Record list
+++
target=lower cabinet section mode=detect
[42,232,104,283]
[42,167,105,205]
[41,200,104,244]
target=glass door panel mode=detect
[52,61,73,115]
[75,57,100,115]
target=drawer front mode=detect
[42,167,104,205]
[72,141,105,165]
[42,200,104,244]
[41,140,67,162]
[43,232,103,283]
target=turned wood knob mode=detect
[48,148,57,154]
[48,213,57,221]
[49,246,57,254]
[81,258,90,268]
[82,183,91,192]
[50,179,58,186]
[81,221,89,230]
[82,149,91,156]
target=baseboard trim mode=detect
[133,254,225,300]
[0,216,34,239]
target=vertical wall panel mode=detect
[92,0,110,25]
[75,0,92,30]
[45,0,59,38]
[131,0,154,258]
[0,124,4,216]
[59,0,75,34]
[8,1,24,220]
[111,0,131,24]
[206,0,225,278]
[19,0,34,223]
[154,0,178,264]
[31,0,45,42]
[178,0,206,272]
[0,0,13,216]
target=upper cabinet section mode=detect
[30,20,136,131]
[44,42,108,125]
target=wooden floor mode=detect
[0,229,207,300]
+++
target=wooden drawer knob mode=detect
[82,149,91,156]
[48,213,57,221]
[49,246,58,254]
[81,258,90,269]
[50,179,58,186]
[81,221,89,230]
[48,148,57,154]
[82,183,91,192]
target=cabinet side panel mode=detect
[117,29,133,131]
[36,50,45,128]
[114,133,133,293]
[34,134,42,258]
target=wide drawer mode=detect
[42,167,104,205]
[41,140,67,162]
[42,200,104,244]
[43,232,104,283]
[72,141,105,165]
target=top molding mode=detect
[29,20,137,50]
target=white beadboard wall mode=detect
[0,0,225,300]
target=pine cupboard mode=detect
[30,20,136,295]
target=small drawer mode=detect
+++
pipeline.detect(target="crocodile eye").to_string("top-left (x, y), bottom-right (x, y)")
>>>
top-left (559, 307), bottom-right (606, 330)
+++
Requirements
Pick out every line of the material above that contains the word "knob".

Exercise result
target=turned wood knob mode=detect
target=wooden drawer knob mode=detect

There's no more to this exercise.